Aim of the exercise
Please print every line of the listing, unchanged.
◆ ◆ ◆ ◆ ◆ ◆ ◆
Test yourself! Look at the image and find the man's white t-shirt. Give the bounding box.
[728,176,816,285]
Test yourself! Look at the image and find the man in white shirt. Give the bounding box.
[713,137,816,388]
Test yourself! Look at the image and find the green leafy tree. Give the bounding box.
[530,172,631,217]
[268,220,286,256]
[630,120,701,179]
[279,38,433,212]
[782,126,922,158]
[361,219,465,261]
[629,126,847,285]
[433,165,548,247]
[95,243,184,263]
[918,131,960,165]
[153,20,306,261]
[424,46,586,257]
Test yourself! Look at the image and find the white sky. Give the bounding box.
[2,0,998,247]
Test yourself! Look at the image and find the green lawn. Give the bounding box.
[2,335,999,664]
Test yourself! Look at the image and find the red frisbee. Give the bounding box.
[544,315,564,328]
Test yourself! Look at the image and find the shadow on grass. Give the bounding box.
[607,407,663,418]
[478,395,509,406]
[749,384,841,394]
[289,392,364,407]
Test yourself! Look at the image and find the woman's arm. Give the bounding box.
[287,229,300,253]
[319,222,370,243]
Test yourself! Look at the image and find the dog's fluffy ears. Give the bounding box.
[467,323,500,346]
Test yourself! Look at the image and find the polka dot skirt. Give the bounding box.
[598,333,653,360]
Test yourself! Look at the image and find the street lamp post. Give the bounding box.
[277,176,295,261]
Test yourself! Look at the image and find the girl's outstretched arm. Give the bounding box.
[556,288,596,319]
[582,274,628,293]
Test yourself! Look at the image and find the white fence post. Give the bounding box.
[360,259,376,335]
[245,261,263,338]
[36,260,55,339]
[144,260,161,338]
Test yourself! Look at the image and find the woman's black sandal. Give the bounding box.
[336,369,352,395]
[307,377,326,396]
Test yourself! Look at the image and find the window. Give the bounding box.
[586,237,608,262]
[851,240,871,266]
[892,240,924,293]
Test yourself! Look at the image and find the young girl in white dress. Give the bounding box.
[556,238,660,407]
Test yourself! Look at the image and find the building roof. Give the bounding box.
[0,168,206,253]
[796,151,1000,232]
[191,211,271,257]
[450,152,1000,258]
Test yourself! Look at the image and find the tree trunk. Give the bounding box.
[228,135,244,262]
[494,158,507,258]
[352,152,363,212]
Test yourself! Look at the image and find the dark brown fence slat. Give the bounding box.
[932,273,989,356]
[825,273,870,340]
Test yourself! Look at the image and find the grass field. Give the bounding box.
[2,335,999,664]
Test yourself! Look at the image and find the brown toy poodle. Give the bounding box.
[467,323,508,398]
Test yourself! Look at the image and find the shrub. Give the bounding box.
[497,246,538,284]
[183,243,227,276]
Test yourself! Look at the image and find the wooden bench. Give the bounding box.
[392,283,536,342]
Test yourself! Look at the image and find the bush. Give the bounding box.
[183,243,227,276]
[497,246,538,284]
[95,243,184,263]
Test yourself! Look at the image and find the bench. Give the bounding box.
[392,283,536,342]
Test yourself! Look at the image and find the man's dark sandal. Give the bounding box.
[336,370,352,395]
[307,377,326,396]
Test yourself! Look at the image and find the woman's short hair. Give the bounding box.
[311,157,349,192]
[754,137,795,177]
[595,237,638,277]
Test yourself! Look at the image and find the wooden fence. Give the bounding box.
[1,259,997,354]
◆ ◆ ◆ ◆ ◆ ◆ ◆
Output below
Test yourself! Look at the image and find the man's white t-shirt. Give the bounding box.
[728,176,816,285]
Test yourself! Look at the image and find the man in white shirt. Give the bounding box.
[713,137,816,388]
Test yourself! Look at the image and find the green leafy tree. Give the bounding box.
[530,172,631,217]
[268,220,286,256]
[630,120,701,179]
[279,38,433,212]
[782,126,922,158]
[361,219,465,261]
[629,126,847,285]
[433,165,548,247]
[95,243,184,263]
[918,131,960,165]
[153,20,306,261]
[424,46,586,257]
Test yourself! Look at the image and find the white sky. Give the bounding box.
[2,0,998,247]
Test yourself! Look at the image and find the green lawn. Give the bounding box.
[2,335,999,664]
Test yourself! Look at the image and find the red frisbee. Give the bounding box.
[544,315,564,328]
Test yourself! Look at the image and find the shadow on grass. Give the bounding box.
[607,407,663,418]
[478,395,509,406]
[749,384,841,394]
[289,392,364,407]
Test yourself! Look at the image and find the woman's arm. Give the bounding box.
[287,229,300,253]
[319,222,370,243]
Test yourself! Look at the image and find the dog's fluffy ears. Give the bounding box.
[467,323,500,346]
Test yourself! Look at the image and find the polka dot skirt. Give the bounding box.
[598,333,653,360]
Test yourself! Look at the image and find the street lamp post. Give the bounding box.
[277,176,295,261]
Test yourself! Look at the image and find the girl's outstretched arm. Give the bounding box.
[556,288,596,319]
[582,274,628,293]
Test yourself! Look at the image and find the white fence post. Give the bounding box.
[360,259,376,335]
[245,261,263,338]
[36,260,55,339]
[144,260,161,338]
Test yourself! Look at the image and find the woman's black sandal. Give the bounding box.
[336,369,352,395]
[307,377,326,396]
Test yourself! Look at the image and find the window. Give the bounding box.
[586,237,608,262]
[851,240,871,266]
[892,240,924,293]
Test yourself! Look at the image and find the young girl in white dress. Give the bounding box.
[556,238,660,407]
Test yourself! Look at the image and find the building roof. Give the bounding box.
[0,168,206,253]
[796,151,1000,232]
[191,211,271,257]
[450,152,1000,258]
Test yourself! Look at the image and find the tree trunk. Give the bounding box.
[228,135,244,262]
[494,158,507,258]
[352,152,363,212]
Test yourself! Look at the image and find the dark brown fence slat. Give the bounding box.
[932,273,989,356]
[825,273,870,340]
Test yourself! Look at the image and find the grass field. Give the bounding box.
[2,335,999,664]
Test yourself! Look at the image and find the brown toy poodle. Give the bounding box.
[467,323,508,398]
Test yourself! Look at the image and find the shrub. Give the bounding box.
[497,246,538,284]
[183,243,227,276]
Test yourself! Look at the image and find the wooden bench. Give the bounding box.
[392,283,536,342]
Test yourself! Look at the image and find the bush. Give the bounding box.
[183,243,227,276]
[497,246,538,284]
[95,243,184,263]
Test yourself! Look at the image and find the bench. Give the bounding box.
[392,283,536,342]
Test yourself! Look at the image and find the man's dark sandal. Give the bounding box.
[336,370,352,395]
[307,377,326,396]
Test yourself! Look at the image and find the woman's short hair. Give the bounding box.
[311,157,349,192]
[754,137,795,177]
[595,237,638,277]
Test yourself! Look at the image and find the wooden fence. Give the bounding box.
[1,259,997,354]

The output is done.